### Given records:
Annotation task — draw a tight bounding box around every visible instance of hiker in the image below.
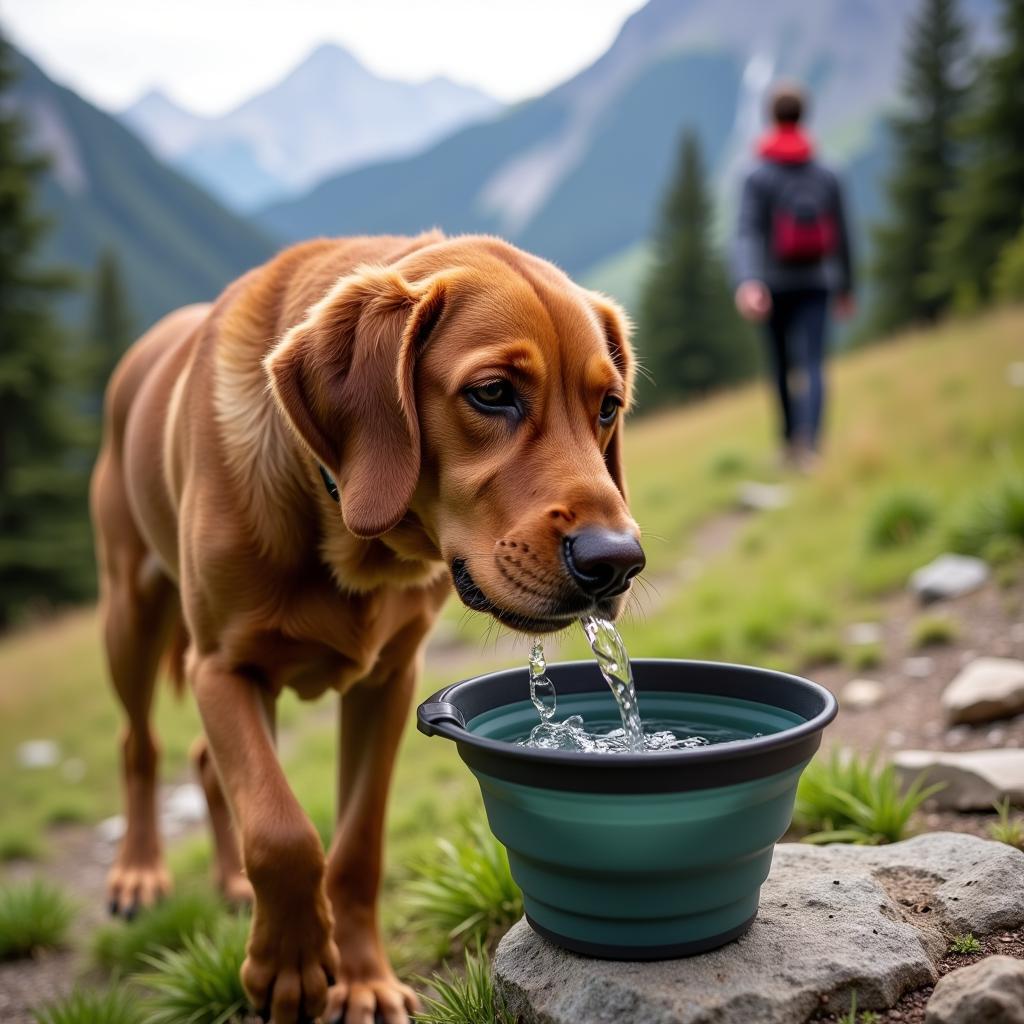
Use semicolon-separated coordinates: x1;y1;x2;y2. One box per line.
735;84;854;469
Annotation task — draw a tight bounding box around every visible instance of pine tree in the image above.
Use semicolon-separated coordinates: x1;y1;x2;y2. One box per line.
84;249;135;420
0;37;92;628
932;0;1024;308
638;132;757;408
872;0;969;331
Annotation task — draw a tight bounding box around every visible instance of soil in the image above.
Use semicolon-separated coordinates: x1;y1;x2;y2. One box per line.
0;513;1024;1024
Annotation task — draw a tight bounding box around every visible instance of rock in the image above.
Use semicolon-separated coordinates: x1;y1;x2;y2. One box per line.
942;657;1024;724
903;654;935;679
494;833;1024;1024
925;956;1024;1024
893;749;1024;811
164;782;206;824
910;555;988;604
15;739;60;768
96;814;128;843
736;480;790;512
839;679;886;711
846;623;884;647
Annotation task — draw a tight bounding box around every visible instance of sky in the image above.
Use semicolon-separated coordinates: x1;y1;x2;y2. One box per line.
0;0;643;115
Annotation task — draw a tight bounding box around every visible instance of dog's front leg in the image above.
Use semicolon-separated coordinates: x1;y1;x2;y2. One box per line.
191;655;339;1024
325;648;420;1024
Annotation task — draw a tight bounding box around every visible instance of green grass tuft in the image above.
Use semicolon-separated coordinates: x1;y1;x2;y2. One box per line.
135;918;249;1024
845;643;886;672
988;797;1024;850
404;820;522;955
793;750;943;845
92;892;223;974
950;472;1024;555
949;932;981;954
910;615;959;650
0;879;75;961
416;946;516;1024
33;988;145;1024
867;489;935;551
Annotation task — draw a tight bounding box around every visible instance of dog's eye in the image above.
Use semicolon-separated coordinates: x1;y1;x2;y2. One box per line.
599;394;623;427
466;380;519;413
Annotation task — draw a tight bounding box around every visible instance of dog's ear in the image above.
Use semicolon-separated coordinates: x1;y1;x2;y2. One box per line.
264;267;445;538
591;292;636;498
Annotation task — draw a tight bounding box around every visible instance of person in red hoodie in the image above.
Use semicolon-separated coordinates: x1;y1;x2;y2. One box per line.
735;84;853;468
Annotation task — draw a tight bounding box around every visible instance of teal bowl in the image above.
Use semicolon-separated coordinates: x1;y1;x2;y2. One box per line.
417;658;838;959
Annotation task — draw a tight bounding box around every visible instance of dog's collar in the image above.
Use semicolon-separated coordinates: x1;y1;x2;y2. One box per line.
316;463;341;503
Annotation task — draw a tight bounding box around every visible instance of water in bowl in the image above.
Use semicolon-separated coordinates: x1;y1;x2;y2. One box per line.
518;615;729;754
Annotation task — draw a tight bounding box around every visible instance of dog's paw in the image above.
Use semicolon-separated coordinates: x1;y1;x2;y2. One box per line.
106;858;171;921
242;904;338;1024
324;967;422;1024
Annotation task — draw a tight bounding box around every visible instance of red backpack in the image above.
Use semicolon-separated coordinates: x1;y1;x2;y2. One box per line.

### Short problem:
Express the lines above as a Markdown table with the columns No. and Line, numbering each row and giving one line per row. Leave out blank lines and the pictures.

### Reply:
| No. | Line |
|---|---|
| 1 | Annotation task — draw a tight bounding box around every visible instance of hiker in the image below. |
| 2 | Use semicolon-separated coordinates: x1;y1;x2;y2. One box per line. |
| 3 | 735;84;854;469 |
| 4 | Annotation task — draw a tight bounding box around every visible instance of pine tree in the image above. |
| 5 | Use semicolon-separated coordinates: x1;y1;x2;y2. One box per line. |
| 6 | 84;249;135;420 |
| 7 | 0;37;92;628 |
| 8 | 932;0;1024;308 |
| 9 | 638;132;757;408 |
| 10 | 872;0;969;331 |
| 11 | Annotation task — draw a tight bounding box around every visible instance of soil in the image above. |
| 12 | Use semicolon-separated coordinates: x1;y1;x2;y2. One box per line. |
| 13 | 0;513;1024;1024 |
| 14 | Annotation task — draw a tight bounding box around every visible instance of rock in the image above. |
| 15 | Use semicolon-separated coordinates: x1;y1;x2;y2. One box per line. |
| 16 | 942;657;1024;724 |
| 17 | 903;654;935;679 |
| 18 | 494;833;1024;1024 |
| 19 | 925;956;1024;1024 |
| 20 | 893;749;1024;811 |
| 21 | 164;782;206;824 |
| 22 | 910;555;988;604 |
| 23 | 15;739;60;768 |
| 24 | 96;814;128;843 |
| 25 | 736;480;790;512 |
| 26 | 839;679;886;711 |
| 27 | 846;623;884;647 |
| 28 | Annotation task — draw a tight bounding box around every visible instance of sky in the image above. |
| 29 | Use semicolon-separated coordinates: x1;y1;x2;y2. One box per line. |
| 30 | 0;0;643;115 |
| 31 | Annotation task — draw a tight bounding box around every visible instance of dog's front leg in the image above. |
| 32 | Use semicolon-separated coordinates: x1;y1;x2;y2. One box per line. |
| 33 | 191;655;339;1024 |
| 34 | 325;648;420;1024 |
| 35 | Annotation task — draw a tight bounding box around every visible instance of green grass tuft in the image above. |
| 36 | Use semicolon-separated coordinates: x1;y1;x2;y2. One box per line. |
| 37 | 135;918;249;1024 |
| 38 | 845;643;886;672 |
| 39 | 988;797;1024;850 |
| 40 | 404;820;522;955 |
| 41 | 793;750;943;845 |
| 42 | 92;892;223;974 |
| 43 | 950;472;1024;555 |
| 44 | 949;932;981;954 |
| 45 | 910;615;959;650 |
| 46 | 0;879;75;961 |
| 47 | 416;946;516;1024 |
| 48 | 33;988;145;1024 |
| 49 | 867;489;935;551 |
| 50 | Annotation task — draw a tight bounding box around every visible instance of dog's eye in the image above. |
| 51 | Use semicolon-separated coordinates: x1;y1;x2;y2. One box per line. |
| 52 | 599;394;623;427 |
| 53 | 466;380;519;413 |
| 54 | Annotation task — draw a tight bounding box around every visible instance of dog's ear in the image above. |
| 55 | Use semicolon-separated coordinates: x1;y1;x2;y2. One box per line. |
| 56 | 264;267;445;538 |
| 57 | 591;292;636;498 |
| 58 | Annotation task — draw a tight bounding box around every visible instance of person in red hoodie in the image above. |
| 59 | Use semicolon-separated coordinates: x1;y1;x2;y2. One box per line. |
| 60 | 735;84;853;468 |
| 61 | Annotation task — draw a tight bounding box around every visible instance of teal bowl in the image above. |
| 62 | Use semicolon-separated coordinates: x1;y1;x2;y2. One box per line. |
| 63 | 417;658;838;959 |
| 64 | Annotation task — draw a tight bounding box around every visible instance of dog's collar in the image above. |
| 65 | Use semicolon-separated coordinates: x1;y1;x2;y2. One box per line. |
| 66 | 316;463;341;503 |
| 67 | Annotation task — draw a tight bounding box around every visible instance of water in bowl in the image above. |
| 68 | Use semicolon-separated coordinates: x1;y1;x2;y2. One box per line. |
| 69 | 518;615;729;754 |
| 70 | Annotation task — draw a tight bounding box around every visible instance of dog's paw in the image above. |
| 71 | Use semicolon-separated coordinates: x1;y1;x2;y2. One box per line. |
| 72 | 106;858;171;921 |
| 73 | 242;904;338;1024 |
| 74 | 324;967;422;1024 |
| 75 | Annotation task — draw a tight bounding box around every visible instance of red backpack in the image above. |
| 76 | Use semicolon-separated coordinates: x1;y1;x2;y2. One box per line. |